What is required ▸ Keep only the lines that hold the string "black", filtering out the rest of the entries below.
*** Given data ***
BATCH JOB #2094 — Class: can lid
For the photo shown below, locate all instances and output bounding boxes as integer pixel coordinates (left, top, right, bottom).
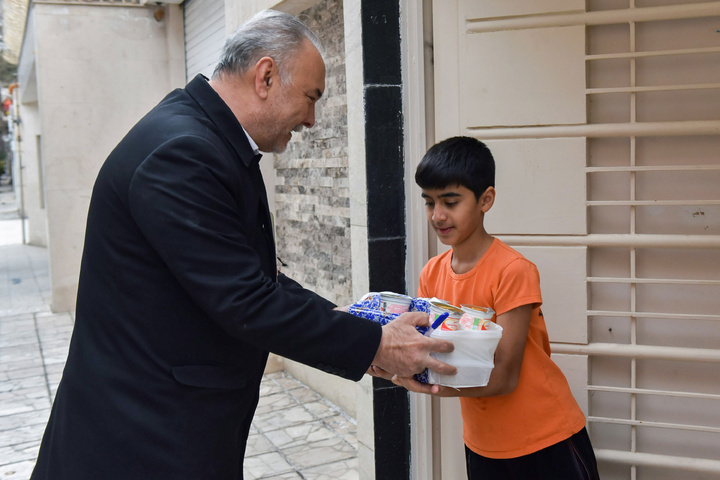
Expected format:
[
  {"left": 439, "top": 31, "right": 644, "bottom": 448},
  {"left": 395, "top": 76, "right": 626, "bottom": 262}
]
[
  {"left": 461, "top": 305, "right": 495, "bottom": 316},
  {"left": 430, "top": 301, "right": 464, "bottom": 315},
  {"left": 380, "top": 291, "right": 412, "bottom": 305},
  {"left": 380, "top": 291, "right": 411, "bottom": 299}
]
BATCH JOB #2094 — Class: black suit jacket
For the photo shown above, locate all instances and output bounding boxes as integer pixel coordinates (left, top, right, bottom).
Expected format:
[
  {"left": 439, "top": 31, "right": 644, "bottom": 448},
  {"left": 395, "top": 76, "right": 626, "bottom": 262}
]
[{"left": 31, "top": 75, "right": 381, "bottom": 480}]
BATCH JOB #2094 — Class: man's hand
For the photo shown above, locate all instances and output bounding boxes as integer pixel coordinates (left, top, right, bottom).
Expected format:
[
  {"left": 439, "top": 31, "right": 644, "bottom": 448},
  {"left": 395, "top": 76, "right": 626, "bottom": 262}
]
[{"left": 371, "top": 312, "right": 457, "bottom": 378}]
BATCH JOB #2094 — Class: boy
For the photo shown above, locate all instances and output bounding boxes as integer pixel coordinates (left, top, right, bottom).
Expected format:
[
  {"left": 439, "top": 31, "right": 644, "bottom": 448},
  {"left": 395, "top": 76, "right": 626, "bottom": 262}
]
[{"left": 392, "top": 136, "right": 599, "bottom": 479}]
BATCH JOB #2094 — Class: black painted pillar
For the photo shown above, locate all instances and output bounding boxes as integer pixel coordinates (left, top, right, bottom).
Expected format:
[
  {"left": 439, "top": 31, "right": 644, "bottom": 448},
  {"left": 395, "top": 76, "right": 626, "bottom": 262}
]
[{"left": 360, "top": 1, "right": 412, "bottom": 478}]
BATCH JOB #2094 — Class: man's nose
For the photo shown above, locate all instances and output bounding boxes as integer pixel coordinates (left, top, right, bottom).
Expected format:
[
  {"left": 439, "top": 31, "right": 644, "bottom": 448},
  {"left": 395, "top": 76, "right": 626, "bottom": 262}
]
[{"left": 303, "top": 104, "right": 316, "bottom": 128}]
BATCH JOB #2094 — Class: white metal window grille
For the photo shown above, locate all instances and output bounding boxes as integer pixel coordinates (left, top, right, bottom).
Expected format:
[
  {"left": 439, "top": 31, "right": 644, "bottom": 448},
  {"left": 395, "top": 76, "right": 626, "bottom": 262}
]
[
  {"left": 579, "top": 3, "right": 720, "bottom": 479},
  {"left": 463, "top": 1, "right": 720, "bottom": 478}
]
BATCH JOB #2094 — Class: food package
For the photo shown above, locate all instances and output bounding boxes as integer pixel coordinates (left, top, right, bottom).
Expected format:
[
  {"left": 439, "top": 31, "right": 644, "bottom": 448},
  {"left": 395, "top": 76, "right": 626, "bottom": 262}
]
[
  {"left": 424, "top": 322, "right": 503, "bottom": 387},
  {"left": 348, "top": 293, "right": 502, "bottom": 386}
]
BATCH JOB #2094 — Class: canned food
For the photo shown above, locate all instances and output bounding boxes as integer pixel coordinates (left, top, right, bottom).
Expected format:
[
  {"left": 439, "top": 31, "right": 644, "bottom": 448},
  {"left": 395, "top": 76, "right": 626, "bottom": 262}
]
[
  {"left": 460, "top": 305, "right": 495, "bottom": 331},
  {"left": 379, "top": 291, "right": 412, "bottom": 314},
  {"left": 429, "top": 301, "right": 464, "bottom": 331}
]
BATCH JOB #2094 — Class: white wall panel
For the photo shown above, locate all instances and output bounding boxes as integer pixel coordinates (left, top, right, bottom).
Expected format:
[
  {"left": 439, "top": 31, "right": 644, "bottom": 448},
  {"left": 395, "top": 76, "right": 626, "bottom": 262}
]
[
  {"left": 552, "top": 353, "right": 590, "bottom": 416},
  {"left": 485, "top": 138, "right": 587, "bottom": 235},
  {"left": 462, "top": 26, "right": 586, "bottom": 127},
  {"left": 516, "top": 246, "right": 588, "bottom": 344}
]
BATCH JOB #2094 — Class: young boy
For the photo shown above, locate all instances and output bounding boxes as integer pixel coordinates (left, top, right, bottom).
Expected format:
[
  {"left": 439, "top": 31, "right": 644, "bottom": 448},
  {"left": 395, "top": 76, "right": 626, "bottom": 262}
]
[{"left": 395, "top": 136, "right": 599, "bottom": 479}]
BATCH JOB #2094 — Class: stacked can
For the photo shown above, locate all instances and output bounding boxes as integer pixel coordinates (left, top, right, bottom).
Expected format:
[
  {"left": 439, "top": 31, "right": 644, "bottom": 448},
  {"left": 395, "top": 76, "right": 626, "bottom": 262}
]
[
  {"left": 429, "top": 301, "right": 465, "bottom": 331},
  {"left": 459, "top": 305, "right": 495, "bottom": 331}
]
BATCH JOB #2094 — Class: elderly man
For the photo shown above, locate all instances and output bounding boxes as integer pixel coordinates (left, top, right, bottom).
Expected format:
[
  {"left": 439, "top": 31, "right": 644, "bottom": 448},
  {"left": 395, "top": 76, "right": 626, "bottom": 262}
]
[{"left": 30, "top": 9, "right": 454, "bottom": 480}]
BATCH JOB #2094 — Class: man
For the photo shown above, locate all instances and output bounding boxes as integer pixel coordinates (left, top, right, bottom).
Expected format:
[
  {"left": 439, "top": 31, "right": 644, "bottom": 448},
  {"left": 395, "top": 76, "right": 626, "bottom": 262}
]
[{"left": 30, "top": 9, "right": 455, "bottom": 480}]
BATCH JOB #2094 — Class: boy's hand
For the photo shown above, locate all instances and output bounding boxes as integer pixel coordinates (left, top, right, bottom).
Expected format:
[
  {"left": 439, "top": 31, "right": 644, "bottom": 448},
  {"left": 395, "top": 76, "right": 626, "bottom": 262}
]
[
  {"left": 371, "top": 312, "right": 457, "bottom": 378},
  {"left": 391, "top": 374, "right": 441, "bottom": 394},
  {"left": 391, "top": 375, "right": 461, "bottom": 397}
]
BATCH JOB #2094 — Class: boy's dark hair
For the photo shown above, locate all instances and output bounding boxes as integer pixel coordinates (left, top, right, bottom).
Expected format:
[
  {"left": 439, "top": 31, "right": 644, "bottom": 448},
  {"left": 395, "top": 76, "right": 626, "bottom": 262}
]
[{"left": 415, "top": 136, "right": 495, "bottom": 200}]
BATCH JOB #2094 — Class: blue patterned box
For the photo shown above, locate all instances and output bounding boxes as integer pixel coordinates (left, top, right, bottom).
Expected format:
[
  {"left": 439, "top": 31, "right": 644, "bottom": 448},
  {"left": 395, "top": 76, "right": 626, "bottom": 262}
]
[{"left": 348, "top": 293, "right": 433, "bottom": 383}]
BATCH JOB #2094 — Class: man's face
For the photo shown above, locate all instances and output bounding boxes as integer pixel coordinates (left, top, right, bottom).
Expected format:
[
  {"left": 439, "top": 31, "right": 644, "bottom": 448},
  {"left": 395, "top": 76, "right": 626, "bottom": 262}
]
[{"left": 262, "top": 41, "right": 325, "bottom": 153}]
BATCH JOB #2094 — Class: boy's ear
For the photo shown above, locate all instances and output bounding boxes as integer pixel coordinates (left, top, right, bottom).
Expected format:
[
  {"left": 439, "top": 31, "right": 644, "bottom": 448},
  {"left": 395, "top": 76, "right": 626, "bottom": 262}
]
[{"left": 480, "top": 187, "right": 495, "bottom": 213}]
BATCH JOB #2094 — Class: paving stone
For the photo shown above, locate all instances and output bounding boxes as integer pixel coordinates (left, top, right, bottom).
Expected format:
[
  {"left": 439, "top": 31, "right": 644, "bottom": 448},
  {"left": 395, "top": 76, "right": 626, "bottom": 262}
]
[{"left": 282, "top": 435, "right": 356, "bottom": 470}]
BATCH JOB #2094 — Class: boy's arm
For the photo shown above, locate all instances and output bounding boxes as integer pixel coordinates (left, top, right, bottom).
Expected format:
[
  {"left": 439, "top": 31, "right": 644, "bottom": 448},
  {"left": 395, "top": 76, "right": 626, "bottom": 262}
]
[{"left": 391, "top": 303, "right": 532, "bottom": 397}]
*** End of Given data ***
Result for this exercise ▸
BATCH JOB #2094 — Class: black suit jacket
BATCH JOB #2094 — Class: black painted pillar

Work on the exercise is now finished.